Show each line of the records below that contains the string "laces". Match case: a line counts only if the letters appear in the same upper and lower case.
Input data start
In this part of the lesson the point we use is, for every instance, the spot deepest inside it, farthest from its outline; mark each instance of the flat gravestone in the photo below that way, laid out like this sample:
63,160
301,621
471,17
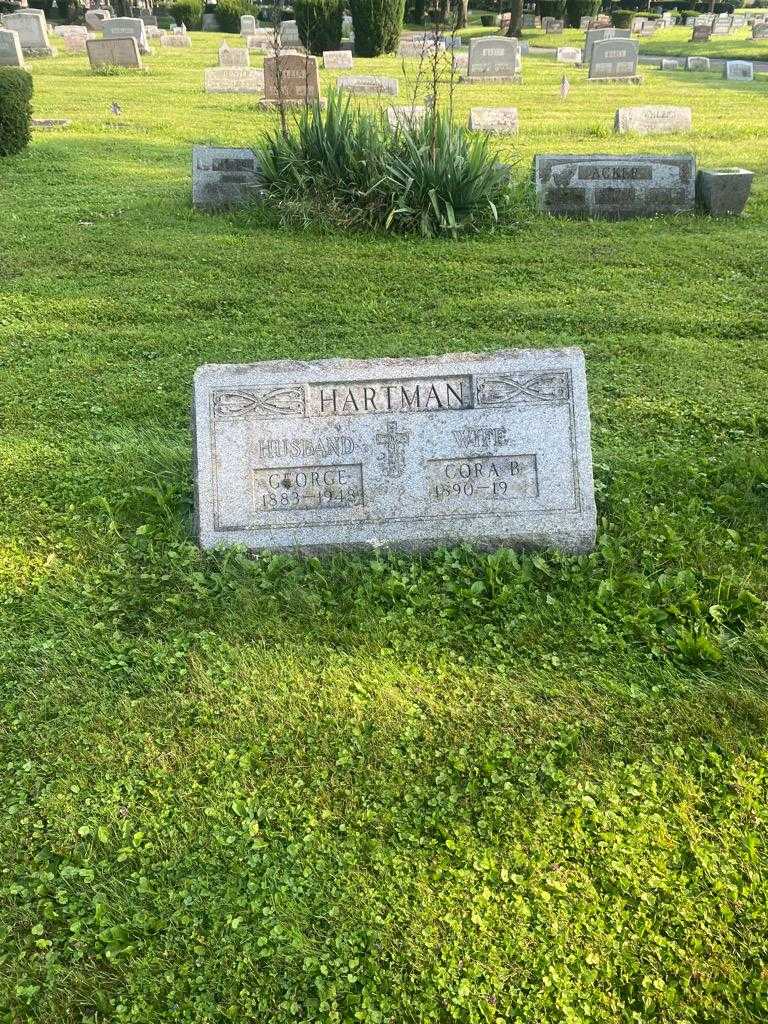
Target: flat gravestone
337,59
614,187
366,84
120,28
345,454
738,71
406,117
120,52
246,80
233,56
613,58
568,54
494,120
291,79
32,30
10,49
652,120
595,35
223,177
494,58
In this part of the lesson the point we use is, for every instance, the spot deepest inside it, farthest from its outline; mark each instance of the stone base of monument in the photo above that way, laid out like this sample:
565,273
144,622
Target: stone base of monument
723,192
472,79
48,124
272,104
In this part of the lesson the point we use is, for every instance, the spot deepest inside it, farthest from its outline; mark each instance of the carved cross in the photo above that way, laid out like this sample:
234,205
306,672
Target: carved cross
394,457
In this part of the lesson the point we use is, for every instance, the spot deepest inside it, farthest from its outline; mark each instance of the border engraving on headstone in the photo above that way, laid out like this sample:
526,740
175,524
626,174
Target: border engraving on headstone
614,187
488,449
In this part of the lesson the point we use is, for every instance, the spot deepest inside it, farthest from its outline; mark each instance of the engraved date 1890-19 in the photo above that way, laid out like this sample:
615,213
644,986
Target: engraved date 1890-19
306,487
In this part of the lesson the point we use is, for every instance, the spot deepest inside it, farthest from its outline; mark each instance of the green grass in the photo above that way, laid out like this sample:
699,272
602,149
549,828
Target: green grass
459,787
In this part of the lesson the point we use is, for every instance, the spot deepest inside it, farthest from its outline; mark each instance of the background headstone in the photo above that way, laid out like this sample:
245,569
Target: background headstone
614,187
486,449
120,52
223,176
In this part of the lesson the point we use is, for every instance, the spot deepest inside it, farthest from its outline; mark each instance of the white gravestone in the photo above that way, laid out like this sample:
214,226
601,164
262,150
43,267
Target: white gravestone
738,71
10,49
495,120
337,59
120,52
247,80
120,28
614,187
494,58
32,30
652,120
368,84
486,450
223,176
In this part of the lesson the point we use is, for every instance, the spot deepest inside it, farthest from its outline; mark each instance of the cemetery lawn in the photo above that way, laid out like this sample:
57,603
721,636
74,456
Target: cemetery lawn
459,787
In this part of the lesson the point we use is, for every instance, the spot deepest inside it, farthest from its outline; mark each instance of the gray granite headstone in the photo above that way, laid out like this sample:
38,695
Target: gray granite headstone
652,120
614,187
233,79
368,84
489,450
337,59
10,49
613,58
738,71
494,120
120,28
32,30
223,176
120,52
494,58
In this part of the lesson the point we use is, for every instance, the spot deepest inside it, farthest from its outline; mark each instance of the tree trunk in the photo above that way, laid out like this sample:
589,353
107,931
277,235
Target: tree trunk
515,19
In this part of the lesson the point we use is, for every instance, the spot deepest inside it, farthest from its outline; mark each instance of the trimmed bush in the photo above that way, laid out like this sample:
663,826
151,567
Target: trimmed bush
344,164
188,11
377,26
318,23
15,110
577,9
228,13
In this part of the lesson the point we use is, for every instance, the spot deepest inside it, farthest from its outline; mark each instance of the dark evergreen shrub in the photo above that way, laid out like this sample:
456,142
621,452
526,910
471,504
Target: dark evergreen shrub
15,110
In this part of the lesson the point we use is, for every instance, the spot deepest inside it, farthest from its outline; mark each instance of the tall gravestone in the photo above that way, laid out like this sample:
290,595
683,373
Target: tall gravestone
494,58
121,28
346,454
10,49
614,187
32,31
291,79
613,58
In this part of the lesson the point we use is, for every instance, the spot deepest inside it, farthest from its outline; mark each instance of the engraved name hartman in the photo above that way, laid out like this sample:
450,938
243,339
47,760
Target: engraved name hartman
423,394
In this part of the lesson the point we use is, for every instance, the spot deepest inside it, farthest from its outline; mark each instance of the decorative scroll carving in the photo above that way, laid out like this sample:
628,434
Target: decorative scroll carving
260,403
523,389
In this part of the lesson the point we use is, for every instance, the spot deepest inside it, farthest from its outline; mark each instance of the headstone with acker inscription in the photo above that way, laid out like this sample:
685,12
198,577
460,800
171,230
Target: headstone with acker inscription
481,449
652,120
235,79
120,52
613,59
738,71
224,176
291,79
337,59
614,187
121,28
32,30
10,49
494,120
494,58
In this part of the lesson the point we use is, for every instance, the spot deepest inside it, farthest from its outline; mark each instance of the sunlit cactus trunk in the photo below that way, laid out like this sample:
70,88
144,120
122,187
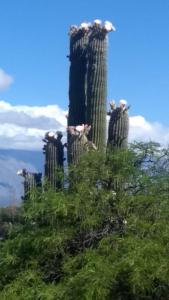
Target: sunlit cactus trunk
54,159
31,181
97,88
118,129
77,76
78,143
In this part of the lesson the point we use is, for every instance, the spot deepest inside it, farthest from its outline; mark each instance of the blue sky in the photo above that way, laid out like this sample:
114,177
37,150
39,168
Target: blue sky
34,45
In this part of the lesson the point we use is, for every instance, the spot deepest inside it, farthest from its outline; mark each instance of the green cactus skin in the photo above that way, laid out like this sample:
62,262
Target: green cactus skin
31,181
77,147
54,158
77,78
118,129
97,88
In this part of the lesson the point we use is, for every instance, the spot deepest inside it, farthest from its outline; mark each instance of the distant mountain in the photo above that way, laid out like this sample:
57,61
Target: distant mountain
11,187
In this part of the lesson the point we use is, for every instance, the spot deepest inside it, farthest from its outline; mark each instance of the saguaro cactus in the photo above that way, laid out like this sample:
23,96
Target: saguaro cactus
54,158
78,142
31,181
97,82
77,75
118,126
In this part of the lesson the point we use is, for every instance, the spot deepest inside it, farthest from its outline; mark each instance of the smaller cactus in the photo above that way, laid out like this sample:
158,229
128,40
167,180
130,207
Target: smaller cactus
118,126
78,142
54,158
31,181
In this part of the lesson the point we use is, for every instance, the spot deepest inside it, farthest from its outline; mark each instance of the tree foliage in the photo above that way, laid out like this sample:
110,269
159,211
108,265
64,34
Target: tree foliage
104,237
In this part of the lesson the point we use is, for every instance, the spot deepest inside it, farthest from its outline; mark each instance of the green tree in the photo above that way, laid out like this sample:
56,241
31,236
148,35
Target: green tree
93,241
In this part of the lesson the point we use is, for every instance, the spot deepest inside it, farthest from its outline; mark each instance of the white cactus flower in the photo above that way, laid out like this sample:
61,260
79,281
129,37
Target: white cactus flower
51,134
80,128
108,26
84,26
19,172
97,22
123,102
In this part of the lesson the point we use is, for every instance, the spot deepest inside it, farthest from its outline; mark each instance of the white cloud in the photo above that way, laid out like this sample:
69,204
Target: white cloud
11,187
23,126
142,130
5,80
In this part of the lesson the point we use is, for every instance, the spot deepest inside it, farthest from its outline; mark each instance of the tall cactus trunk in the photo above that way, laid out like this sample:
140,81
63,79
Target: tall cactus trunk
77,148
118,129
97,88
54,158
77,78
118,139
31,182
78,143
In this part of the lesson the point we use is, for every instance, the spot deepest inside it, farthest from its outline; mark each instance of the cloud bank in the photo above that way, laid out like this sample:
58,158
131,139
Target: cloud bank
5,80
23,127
Input data end
Input data start
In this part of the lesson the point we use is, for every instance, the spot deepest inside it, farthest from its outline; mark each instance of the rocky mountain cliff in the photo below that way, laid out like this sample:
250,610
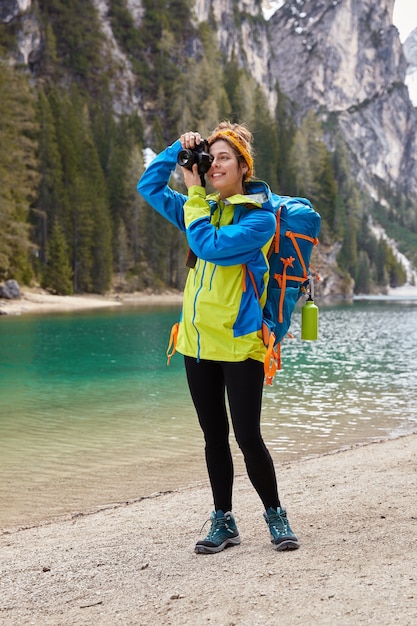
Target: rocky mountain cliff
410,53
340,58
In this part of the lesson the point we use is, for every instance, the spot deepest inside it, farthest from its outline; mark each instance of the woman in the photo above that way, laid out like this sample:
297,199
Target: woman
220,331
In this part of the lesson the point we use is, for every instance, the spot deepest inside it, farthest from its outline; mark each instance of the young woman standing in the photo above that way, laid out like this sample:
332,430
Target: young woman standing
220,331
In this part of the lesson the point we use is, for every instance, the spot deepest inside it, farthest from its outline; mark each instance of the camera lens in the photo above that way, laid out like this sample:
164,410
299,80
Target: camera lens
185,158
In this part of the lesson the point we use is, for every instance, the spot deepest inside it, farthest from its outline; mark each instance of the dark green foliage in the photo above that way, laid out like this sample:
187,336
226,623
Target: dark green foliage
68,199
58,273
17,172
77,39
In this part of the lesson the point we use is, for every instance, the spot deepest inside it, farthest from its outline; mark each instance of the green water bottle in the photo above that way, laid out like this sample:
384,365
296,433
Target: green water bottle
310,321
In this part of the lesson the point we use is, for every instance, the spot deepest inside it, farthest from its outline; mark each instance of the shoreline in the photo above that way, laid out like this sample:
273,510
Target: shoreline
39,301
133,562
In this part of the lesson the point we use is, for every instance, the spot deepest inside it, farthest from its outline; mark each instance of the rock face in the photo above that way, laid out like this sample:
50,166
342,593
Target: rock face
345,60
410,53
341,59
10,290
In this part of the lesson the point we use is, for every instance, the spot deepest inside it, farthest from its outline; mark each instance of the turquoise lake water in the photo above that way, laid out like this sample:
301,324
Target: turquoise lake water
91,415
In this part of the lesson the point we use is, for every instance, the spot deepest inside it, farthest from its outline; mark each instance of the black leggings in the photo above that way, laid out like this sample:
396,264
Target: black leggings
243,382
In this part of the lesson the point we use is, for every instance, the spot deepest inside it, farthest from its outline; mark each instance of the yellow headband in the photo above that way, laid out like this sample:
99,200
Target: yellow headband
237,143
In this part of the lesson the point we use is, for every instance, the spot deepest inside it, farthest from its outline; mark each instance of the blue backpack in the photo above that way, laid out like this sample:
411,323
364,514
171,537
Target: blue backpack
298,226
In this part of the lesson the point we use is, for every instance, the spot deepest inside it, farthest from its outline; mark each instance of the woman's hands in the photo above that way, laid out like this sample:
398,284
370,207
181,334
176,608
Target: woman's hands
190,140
Input data end
Input data start
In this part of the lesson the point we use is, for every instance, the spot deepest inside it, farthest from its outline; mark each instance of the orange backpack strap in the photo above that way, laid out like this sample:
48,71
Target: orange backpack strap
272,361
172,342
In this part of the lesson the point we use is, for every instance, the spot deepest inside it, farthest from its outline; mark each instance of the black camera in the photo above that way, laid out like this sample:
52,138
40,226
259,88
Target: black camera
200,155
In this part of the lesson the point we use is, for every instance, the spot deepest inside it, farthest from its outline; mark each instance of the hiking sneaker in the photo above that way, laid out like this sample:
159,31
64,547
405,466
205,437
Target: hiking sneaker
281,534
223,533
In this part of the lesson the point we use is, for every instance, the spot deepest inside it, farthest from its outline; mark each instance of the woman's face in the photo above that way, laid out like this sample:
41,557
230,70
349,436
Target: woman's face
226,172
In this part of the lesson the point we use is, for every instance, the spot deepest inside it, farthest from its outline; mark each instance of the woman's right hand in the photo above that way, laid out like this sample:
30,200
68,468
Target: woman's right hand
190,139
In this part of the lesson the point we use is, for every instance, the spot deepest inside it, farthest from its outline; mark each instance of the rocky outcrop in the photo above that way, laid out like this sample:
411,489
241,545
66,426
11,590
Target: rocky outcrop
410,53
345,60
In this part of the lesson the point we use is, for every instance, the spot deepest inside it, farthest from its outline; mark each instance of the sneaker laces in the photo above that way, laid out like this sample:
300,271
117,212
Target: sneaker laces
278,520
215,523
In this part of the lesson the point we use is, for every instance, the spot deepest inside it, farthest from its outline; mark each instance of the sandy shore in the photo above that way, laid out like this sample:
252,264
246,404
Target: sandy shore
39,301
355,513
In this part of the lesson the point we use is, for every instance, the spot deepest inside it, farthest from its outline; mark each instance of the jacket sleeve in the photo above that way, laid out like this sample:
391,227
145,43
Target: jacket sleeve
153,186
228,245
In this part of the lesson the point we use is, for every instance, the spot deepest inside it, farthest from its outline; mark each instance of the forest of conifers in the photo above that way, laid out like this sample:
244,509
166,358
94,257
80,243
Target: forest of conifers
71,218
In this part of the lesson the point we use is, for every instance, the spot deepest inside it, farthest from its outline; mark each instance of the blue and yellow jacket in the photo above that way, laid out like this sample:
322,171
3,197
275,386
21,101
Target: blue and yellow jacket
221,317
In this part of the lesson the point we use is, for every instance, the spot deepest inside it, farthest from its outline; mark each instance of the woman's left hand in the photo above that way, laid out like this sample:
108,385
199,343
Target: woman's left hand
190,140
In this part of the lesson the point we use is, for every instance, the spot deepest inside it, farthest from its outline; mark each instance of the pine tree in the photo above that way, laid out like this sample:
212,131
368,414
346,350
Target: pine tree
Input data end
Answer:
In this part of the lesson the point we use is, for every instance, the spot deepest inside it, farthest from its outline; mark each instance of the sneaker laces in the photo above that way, laid out like this sample:
Target: sneaker laces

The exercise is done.